PROBLEM DESCRIPTION: When you transcribe the lines below, keep every word the same and leave the pictures behind.

Image-grounded pointing data:
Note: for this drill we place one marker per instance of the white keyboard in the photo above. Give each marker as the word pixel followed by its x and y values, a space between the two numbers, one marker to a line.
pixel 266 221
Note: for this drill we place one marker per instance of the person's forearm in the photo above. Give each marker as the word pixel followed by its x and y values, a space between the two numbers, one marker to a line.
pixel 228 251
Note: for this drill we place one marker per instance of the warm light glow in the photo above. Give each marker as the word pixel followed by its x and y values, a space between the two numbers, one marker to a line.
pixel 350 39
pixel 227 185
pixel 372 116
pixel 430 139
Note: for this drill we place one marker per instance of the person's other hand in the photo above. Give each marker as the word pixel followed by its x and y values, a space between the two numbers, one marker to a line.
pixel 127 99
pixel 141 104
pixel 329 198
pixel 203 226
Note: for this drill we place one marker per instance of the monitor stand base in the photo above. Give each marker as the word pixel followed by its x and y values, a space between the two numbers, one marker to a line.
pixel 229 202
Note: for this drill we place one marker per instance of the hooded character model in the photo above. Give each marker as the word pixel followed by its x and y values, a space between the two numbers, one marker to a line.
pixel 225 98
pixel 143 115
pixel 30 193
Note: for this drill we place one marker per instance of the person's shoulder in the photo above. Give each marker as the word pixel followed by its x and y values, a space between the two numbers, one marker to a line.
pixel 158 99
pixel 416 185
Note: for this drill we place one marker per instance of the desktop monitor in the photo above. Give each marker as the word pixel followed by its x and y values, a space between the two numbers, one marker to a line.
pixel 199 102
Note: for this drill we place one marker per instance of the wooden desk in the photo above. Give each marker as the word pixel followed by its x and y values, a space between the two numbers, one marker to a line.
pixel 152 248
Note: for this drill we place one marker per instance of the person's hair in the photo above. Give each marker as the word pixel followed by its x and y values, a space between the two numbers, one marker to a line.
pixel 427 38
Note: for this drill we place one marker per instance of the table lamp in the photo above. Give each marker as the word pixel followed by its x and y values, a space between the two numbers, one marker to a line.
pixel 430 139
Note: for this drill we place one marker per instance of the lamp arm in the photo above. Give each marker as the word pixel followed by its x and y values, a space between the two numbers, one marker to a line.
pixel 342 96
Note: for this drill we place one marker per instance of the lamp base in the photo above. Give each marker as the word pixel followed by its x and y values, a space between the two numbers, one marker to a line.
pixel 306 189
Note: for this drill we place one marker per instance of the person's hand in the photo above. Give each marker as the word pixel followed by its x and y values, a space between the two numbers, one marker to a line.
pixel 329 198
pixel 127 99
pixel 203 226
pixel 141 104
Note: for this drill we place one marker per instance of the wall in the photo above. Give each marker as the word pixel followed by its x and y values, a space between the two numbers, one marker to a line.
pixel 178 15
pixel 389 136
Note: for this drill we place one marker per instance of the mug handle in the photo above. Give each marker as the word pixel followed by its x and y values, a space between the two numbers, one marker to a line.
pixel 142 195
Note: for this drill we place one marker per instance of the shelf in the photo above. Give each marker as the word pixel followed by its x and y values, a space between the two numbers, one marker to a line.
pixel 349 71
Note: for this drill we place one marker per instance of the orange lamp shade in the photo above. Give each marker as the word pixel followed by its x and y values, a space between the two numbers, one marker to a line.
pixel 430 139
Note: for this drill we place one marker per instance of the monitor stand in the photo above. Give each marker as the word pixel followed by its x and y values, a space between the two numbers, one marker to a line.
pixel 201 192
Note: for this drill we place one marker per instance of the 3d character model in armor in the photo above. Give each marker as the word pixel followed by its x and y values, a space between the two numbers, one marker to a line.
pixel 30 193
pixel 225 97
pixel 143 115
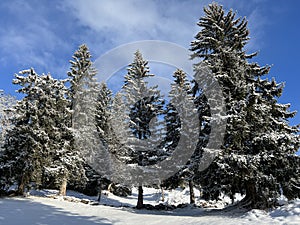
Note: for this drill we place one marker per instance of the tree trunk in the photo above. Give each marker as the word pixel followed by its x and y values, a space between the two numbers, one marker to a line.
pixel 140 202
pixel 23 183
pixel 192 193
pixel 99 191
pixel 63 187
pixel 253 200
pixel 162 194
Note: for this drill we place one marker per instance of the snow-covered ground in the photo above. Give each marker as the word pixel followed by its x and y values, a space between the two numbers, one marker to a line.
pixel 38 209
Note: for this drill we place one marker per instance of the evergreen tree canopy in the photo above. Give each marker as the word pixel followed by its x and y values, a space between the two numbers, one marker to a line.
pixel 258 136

WRITTEN RESPONSE:
Note: for this drill we place one marker per instance of the white keyboard in the photo above. Give each marker as the word pixel followed by its x and y values, a space between the two numbers, one marker to a line.
pixel 266 221
Note: for this drill we place one marker per instance of the person's forearm in the photo above. Give each marker as the word pixel followed by its x and y values, a space between the two numbers, one marker to a line.
pixel 228 251
Note: for this drill we place one marker per instance of the warm light glow in the photo above. Give each marker as the word pixel followed by its x and y values, a space between the two numbers, one marker to a line.
pixel 350 39
pixel 227 185
pixel 372 116
pixel 430 139
Note: for this drill we place one marker per instance of the person's other hand in the photo above. Give each marker as the word pixel followed by its x and y values, a space between the two numbers, one marker to a line.
pixel 127 99
pixel 141 104
pixel 329 198
pixel 203 226
Note: for this drill we place one marker per instance of the monitor stand base in the photo above. Give each marker as the word pixel followed by its x and y values, a space between the two numbers, one marker to a line.
pixel 229 202
Note: for this drill we place one marker per instance of the hooded character model in the photo above. Give each marker as the word pixel followed by its x and y values, a space between the two numbers, one marker to a line.
pixel 225 98
pixel 143 115
pixel 30 193
Note: for this drill we place one marker per instance of the person's shoulder in the photo above. Give each marker as the word pixel followed by its x and y values, a space between the two numbers, one marker to a line.
pixel 158 99
pixel 416 185
Note: for this drill we place one marker per instance of the desktop monitor in the photo above. Give each marker as the word pixel followed by its x and y values, a space between the two numbers, one marker to a line.
pixel 199 102
Note: for this drill we place one marker per instance of the wooden desk in the photo above. Give each marker as the word pixel followed by its x and y values, a space between the two numbers, one marker to a line.
pixel 152 248
Note: for this drill we place one marker per instance of the person's hair in the photo above. Give each marker as the word pixel followed by its x and y values, a space between the two numbers, one marker to a line.
pixel 427 38
Note: for this drill we place one marker per instance of the table lamp in the photo above. Give each marker as the word pixel followed by its x and y values, a space between the two numbers, one marker to a line.
pixel 430 139
Note: for this drill we place one marker per instance of the lamp arm in the photo above. Give each marker as the word pixel followed by its x and y values, a space between the two numbers, one marker to a line.
pixel 342 96
Note: for this drill we place one marker per instance of the lamp base in the photo above. Give each marker as the word pixel followed by its x and y values, a space between the two numbers, one marker to a line.
pixel 306 189
Note: for this drill we place one marker per instance of the person's hand in the photo above. Give each marker as the word pixel followed by its x and y values, a space between the two numbers, one marker to a line.
pixel 329 198
pixel 127 99
pixel 203 226
pixel 141 104
Note: for this drill we place one marker per instance of the wall in the photo above. Give each marker as the word pixel followed by its x and y values, a space between the two numbers, one marker to a line.
pixel 178 15
pixel 389 136
Note: for this drill we place one marker per instance of the mug handle in the photo above. Give each marker as the word pixel followed by its x and y values, a space between the two numbers, one marker to a line.
pixel 142 195
Note: for this drill we place one marker per instance of the shelf in the photo above. Give each marker as the word pixel followed by its x and y values, a space between the two numbers, one marker to a line.
pixel 349 71
Note: for this drill we place one marker per instance of the orange lamp shade in the photo above. Give each marker as the word pixel followed by its x and y values, a space between the two numbers, one marker to a line.
pixel 430 139
Note: for this drill we place one marker per instance of the monitor stand in the photo above. Give each marker as the word pixel followed by its x and y values, a space between the two numbers, one marker to a line.
pixel 201 192
Note: for this drill we place one marker per instance of the 3d character model in armor in the photo above. Give each marker as the word pixel followed by its x and y values, a space between the two numbers, one marker to a line.
pixel 30 193
pixel 225 97
pixel 143 115
Note: for this drill we place one marker per instance of the tree trunk in the photo above. Give each marker as the word pixel followed by its x and y values, a space between the two numbers, one marker to a line.
pixel 140 202
pixel 23 183
pixel 192 193
pixel 99 191
pixel 63 187
pixel 253 200
pixel 162 194
Note: for this drill we place one marker per instance of the snow-covered ground in the photo above. Give each marker as the word pixel followed by its x and y values, a space between the two numbers, one marker to a line.
pixel 38 209
Note: for this drill we place one marker per instance of the evergreen tree canopy in the photo above. Give each marker as the word pixel followed by its x and y values, a space between the two numbers, one marker to a line.
pixel 258 136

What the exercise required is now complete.